- [Given data]
== Segment start ==

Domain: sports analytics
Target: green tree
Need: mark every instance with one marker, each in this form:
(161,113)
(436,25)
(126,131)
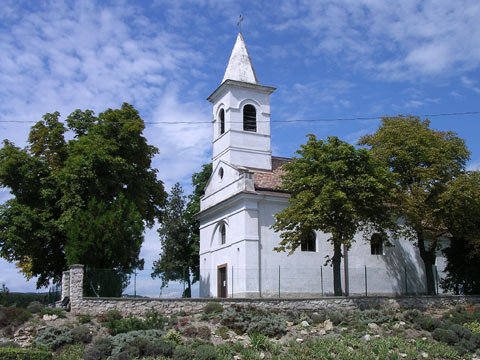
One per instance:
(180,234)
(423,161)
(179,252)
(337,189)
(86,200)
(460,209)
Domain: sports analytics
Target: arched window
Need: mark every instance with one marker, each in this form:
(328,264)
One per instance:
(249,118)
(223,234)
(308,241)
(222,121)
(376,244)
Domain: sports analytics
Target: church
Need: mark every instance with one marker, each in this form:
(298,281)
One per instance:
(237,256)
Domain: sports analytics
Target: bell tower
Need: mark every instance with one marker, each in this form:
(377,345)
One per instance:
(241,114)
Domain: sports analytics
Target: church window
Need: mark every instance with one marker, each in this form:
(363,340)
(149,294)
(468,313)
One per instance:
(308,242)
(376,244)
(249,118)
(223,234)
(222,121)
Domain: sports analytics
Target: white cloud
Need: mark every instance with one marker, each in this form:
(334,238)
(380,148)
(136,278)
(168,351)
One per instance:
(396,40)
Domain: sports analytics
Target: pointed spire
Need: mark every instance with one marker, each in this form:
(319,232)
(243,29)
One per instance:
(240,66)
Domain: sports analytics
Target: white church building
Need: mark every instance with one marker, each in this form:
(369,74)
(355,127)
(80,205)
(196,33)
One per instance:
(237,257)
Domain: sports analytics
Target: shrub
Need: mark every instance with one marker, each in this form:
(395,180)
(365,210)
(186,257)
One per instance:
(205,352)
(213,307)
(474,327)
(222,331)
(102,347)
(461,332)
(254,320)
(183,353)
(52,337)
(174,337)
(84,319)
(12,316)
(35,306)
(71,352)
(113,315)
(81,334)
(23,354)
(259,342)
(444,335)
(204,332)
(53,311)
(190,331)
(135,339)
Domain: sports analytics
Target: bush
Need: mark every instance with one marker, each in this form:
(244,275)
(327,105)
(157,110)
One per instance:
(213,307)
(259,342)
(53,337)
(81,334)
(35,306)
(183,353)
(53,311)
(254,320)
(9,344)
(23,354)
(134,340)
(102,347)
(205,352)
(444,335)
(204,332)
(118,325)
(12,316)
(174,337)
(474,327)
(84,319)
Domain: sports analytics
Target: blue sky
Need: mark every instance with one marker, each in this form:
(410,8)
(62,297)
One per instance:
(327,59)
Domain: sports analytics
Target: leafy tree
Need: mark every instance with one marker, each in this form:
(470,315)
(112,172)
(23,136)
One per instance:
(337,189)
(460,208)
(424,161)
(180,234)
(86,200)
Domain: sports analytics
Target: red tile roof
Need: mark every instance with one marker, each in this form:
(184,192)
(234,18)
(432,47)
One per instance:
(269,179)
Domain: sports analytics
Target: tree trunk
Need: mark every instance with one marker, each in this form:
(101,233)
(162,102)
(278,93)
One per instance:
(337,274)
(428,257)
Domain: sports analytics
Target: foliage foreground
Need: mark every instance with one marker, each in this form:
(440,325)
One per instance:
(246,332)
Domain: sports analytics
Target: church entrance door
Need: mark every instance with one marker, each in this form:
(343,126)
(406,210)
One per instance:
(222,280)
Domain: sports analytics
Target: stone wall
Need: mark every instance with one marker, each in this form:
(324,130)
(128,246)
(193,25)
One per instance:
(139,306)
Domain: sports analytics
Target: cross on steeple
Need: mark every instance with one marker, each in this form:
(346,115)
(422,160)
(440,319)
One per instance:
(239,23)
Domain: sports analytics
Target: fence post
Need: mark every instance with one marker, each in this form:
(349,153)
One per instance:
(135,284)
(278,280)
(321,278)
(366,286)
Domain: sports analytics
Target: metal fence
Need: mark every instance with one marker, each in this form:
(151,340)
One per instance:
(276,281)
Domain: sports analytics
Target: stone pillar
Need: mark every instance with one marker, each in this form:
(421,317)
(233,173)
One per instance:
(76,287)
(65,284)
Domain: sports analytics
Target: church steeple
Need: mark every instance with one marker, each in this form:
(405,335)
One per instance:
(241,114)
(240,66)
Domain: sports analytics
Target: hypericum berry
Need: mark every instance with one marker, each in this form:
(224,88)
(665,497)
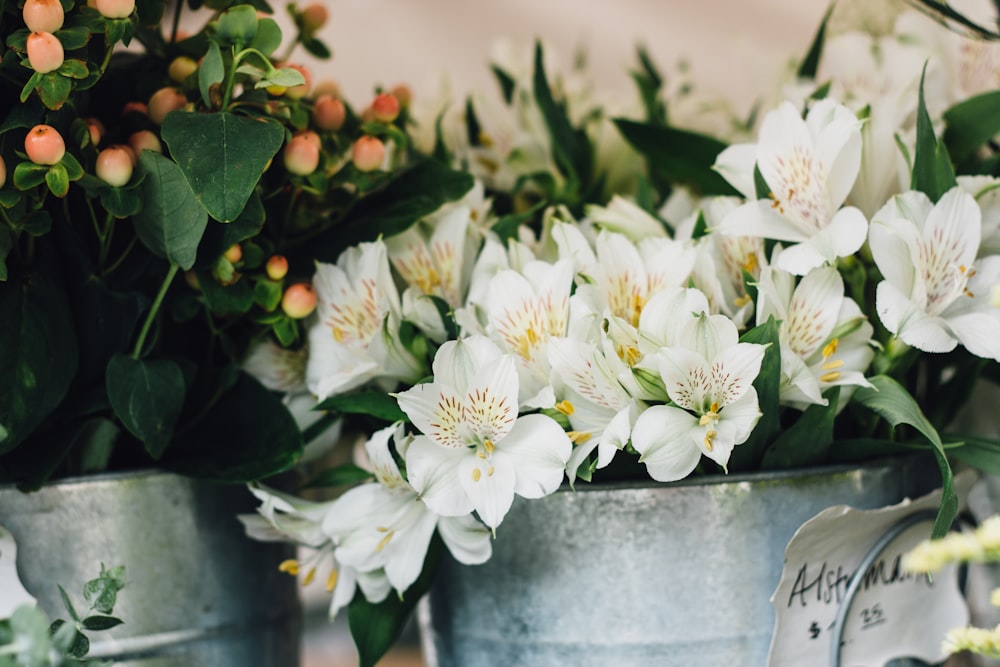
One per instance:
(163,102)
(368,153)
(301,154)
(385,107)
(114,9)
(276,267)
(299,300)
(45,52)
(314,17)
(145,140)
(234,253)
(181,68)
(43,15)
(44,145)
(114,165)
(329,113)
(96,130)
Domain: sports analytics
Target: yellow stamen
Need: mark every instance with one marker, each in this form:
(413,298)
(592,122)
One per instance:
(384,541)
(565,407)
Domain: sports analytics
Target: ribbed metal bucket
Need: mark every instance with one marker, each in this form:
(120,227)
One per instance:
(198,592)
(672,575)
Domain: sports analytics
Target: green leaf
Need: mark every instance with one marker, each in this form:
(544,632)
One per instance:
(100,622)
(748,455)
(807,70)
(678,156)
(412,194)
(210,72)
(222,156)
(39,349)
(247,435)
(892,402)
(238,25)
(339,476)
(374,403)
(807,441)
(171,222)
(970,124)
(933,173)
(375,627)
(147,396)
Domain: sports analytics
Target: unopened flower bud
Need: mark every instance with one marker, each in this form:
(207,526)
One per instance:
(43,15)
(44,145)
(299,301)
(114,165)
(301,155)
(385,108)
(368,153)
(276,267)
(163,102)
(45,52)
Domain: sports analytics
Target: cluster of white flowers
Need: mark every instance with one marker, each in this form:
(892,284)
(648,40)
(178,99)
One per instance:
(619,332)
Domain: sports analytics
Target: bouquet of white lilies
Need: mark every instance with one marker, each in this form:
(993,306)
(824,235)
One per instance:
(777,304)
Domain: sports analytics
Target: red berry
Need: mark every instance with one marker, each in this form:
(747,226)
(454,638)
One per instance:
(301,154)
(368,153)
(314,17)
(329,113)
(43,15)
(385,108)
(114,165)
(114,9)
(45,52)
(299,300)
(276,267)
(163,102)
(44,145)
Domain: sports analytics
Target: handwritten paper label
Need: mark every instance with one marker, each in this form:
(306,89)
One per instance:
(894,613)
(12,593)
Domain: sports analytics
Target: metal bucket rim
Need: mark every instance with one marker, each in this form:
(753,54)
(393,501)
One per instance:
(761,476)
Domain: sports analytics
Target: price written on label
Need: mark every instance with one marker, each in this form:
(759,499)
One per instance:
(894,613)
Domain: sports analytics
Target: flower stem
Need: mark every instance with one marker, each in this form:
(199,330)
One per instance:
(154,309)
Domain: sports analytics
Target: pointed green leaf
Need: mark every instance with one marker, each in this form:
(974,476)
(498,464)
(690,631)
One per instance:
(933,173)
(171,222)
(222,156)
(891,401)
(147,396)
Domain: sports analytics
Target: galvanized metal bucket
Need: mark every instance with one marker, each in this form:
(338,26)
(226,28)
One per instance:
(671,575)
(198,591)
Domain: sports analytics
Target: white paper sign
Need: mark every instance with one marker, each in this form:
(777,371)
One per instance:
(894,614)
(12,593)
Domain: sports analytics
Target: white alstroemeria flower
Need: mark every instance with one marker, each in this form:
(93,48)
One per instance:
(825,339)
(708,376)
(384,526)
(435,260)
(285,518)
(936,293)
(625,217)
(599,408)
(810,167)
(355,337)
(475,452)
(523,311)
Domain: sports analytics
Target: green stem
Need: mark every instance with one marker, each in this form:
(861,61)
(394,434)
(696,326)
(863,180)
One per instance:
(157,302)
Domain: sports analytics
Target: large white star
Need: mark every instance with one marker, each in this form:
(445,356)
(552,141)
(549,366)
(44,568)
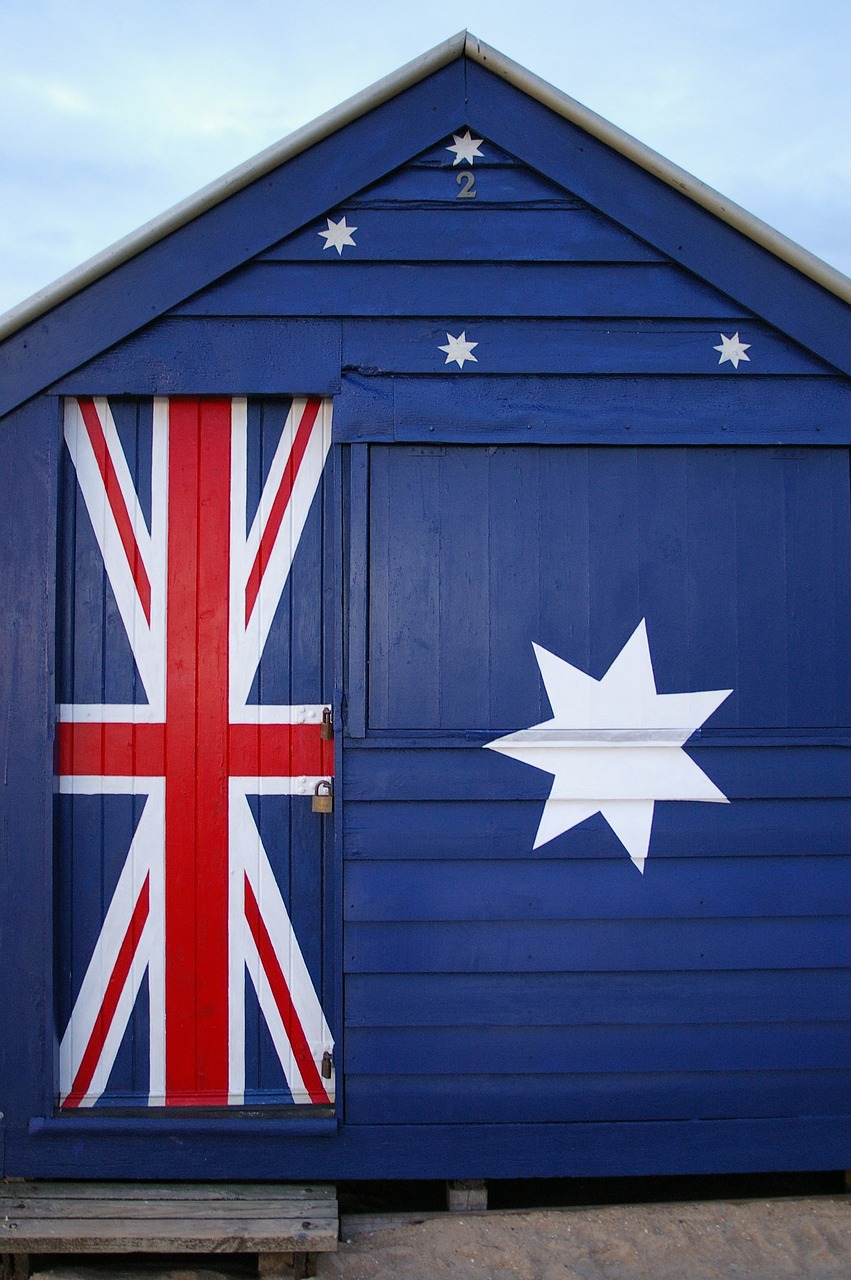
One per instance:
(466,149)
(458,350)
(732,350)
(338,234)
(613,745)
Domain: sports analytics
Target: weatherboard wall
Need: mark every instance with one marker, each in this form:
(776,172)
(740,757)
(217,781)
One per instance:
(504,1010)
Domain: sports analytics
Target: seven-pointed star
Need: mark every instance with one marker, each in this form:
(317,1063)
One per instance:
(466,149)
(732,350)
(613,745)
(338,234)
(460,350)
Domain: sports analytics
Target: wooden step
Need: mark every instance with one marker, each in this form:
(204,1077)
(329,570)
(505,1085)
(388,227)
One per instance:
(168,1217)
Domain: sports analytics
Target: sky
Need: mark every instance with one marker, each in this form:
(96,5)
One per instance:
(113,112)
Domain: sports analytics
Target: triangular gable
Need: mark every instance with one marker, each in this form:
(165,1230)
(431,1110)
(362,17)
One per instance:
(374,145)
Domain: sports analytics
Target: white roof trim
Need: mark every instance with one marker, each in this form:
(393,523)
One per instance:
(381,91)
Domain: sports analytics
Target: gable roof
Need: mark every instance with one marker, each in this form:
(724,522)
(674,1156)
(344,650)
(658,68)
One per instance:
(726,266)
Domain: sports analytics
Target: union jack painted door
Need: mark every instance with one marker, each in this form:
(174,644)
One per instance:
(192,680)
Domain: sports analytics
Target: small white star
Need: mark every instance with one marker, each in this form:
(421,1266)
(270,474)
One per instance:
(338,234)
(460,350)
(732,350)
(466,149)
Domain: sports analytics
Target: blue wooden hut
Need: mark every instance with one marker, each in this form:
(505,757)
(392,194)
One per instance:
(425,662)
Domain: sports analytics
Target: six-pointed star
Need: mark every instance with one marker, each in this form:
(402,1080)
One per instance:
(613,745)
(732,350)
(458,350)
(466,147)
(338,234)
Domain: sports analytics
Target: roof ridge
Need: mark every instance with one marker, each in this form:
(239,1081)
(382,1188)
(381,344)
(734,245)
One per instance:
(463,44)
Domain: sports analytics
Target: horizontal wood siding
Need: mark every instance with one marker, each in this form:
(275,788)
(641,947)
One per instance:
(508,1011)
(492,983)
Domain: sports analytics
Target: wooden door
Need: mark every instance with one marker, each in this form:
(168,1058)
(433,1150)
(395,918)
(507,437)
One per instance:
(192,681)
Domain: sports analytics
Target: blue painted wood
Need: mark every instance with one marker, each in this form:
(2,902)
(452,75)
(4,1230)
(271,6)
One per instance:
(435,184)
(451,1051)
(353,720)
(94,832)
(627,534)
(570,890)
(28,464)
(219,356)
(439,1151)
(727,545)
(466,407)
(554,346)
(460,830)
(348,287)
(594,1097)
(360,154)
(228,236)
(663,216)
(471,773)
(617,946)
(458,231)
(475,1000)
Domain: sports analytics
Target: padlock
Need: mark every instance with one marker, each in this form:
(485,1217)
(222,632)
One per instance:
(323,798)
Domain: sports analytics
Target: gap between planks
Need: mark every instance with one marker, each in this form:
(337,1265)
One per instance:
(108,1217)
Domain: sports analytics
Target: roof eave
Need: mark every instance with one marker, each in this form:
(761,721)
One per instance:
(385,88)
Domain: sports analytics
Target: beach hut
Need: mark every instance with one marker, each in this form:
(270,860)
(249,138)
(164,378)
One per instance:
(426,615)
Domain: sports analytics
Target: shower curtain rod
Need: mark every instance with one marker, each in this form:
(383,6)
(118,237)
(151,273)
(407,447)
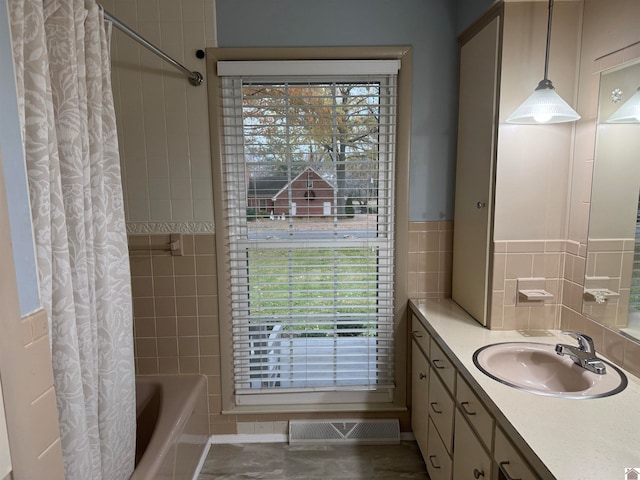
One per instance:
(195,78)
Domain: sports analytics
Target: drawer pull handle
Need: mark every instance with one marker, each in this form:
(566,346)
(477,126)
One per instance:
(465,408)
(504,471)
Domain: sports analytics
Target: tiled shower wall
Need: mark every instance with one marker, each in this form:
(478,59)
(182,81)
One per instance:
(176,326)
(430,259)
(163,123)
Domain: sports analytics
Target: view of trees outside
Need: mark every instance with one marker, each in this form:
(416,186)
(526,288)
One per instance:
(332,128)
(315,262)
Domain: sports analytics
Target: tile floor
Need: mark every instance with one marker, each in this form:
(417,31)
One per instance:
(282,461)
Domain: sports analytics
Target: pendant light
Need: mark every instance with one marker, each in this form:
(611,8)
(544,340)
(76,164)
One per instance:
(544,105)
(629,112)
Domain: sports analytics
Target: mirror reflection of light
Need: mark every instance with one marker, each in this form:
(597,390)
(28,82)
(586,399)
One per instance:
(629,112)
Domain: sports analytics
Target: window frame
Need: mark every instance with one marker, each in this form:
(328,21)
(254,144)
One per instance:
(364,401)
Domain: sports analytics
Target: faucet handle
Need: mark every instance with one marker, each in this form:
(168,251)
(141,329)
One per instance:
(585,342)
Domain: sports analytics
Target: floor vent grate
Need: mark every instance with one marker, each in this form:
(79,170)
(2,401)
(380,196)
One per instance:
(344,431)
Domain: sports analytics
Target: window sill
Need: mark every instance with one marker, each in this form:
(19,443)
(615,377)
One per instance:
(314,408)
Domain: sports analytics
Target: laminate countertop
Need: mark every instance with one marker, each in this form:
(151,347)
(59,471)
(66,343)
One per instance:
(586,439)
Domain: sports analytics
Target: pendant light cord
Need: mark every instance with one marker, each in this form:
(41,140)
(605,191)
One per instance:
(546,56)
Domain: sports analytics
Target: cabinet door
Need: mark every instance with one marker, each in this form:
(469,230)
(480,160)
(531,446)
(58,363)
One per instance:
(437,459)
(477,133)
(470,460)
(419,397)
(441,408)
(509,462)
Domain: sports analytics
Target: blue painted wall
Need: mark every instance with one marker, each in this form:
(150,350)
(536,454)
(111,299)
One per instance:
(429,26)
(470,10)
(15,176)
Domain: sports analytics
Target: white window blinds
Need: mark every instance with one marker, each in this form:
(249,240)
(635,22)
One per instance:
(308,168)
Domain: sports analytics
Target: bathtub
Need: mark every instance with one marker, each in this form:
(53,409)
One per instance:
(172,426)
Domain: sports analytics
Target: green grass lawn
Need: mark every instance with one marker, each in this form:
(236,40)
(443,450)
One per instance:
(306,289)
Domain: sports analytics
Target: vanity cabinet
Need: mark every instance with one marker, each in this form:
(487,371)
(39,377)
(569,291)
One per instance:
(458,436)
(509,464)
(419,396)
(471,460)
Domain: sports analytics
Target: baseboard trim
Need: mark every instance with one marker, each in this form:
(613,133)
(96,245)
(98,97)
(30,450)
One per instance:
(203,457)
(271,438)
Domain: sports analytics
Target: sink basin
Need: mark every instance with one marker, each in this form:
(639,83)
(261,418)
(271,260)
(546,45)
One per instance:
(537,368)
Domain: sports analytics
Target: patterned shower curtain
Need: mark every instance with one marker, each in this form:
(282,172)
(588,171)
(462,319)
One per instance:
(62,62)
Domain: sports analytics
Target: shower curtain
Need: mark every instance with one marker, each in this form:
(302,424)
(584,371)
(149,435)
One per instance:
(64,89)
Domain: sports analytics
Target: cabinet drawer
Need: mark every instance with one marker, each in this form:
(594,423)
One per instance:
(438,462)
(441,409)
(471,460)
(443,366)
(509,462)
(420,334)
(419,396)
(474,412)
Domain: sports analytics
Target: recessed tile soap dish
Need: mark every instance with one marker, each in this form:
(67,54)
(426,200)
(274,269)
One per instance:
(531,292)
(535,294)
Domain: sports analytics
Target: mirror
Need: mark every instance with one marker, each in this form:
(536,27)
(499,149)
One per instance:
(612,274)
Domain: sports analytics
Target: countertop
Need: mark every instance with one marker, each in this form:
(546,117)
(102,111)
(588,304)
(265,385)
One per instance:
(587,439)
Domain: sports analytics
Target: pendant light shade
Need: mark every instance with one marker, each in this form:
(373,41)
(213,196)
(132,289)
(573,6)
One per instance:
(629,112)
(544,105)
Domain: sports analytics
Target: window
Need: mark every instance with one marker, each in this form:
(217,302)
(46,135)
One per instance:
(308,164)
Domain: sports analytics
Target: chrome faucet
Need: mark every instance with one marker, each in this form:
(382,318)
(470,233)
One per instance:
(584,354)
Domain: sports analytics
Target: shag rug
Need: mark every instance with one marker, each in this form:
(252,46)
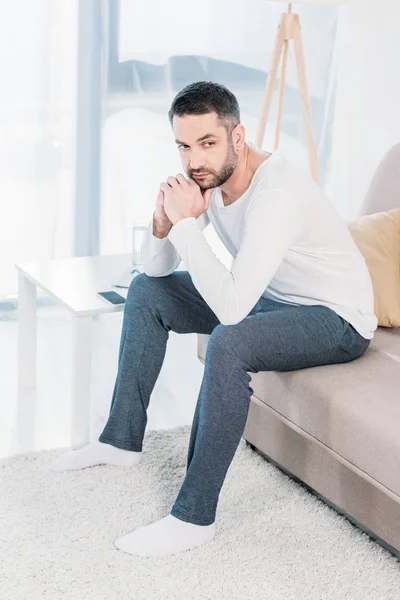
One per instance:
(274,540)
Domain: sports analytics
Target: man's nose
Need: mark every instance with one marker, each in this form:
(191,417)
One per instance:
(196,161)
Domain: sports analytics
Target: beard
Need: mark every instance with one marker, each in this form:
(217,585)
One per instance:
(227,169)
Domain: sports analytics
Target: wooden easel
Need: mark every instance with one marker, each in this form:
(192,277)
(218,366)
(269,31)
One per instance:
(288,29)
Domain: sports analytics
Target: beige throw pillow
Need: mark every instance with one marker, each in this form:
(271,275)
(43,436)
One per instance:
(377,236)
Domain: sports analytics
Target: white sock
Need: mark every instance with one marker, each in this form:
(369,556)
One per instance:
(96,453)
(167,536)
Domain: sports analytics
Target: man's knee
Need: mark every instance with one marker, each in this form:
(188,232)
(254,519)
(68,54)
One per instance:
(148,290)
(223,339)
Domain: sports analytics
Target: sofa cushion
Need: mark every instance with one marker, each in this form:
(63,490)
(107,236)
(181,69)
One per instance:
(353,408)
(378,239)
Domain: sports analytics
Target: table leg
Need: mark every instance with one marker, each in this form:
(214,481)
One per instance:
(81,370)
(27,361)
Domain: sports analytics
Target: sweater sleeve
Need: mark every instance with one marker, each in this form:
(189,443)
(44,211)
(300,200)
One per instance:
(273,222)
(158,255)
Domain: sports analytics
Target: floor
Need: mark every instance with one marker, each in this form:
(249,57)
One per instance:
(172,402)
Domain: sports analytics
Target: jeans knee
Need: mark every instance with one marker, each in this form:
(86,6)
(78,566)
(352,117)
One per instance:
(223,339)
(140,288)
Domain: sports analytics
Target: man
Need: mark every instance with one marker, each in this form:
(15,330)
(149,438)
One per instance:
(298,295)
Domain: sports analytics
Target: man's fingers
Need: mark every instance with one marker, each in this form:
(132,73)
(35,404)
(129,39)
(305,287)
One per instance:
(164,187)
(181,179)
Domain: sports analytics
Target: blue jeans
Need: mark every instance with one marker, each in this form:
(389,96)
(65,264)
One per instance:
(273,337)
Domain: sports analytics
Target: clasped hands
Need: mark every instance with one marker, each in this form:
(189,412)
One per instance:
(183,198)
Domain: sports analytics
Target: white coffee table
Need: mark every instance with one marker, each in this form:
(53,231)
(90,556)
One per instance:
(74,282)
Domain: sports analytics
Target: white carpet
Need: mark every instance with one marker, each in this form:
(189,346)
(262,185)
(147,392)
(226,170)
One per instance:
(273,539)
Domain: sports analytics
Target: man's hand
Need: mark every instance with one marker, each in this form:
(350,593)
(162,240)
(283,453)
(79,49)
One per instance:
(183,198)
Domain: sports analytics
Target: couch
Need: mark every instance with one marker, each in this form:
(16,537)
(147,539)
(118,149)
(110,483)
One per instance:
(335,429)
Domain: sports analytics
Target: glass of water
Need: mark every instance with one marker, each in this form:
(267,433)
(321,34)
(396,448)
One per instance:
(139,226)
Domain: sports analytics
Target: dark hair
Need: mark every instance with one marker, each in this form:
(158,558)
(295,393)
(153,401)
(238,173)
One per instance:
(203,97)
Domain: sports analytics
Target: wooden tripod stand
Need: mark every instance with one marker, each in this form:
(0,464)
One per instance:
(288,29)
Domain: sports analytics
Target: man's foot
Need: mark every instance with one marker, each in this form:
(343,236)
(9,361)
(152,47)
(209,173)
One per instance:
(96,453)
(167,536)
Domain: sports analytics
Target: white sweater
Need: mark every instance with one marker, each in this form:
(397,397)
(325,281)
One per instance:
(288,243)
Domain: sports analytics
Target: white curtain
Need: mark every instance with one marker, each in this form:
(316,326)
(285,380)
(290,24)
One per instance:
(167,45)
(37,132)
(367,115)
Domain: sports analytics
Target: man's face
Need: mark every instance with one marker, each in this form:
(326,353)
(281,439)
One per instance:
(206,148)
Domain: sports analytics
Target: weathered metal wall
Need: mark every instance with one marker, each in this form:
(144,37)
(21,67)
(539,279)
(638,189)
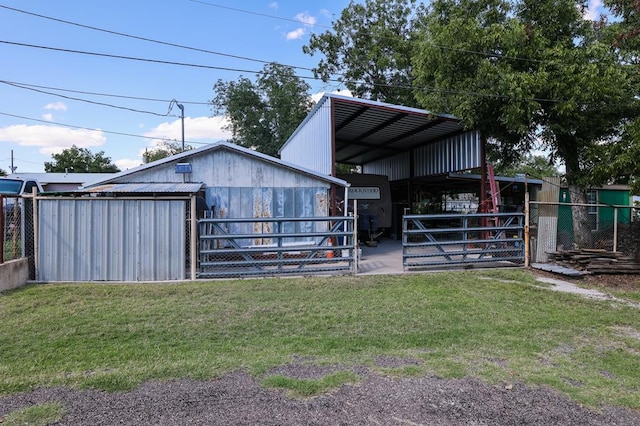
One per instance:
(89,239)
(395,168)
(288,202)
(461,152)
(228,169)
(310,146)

== Segment end ==

- [Activity]
The word "countertop" is the filter: copy every line of the listing above that contains it.

- [Problem solution]
Target: laminate countertop
Target: countertop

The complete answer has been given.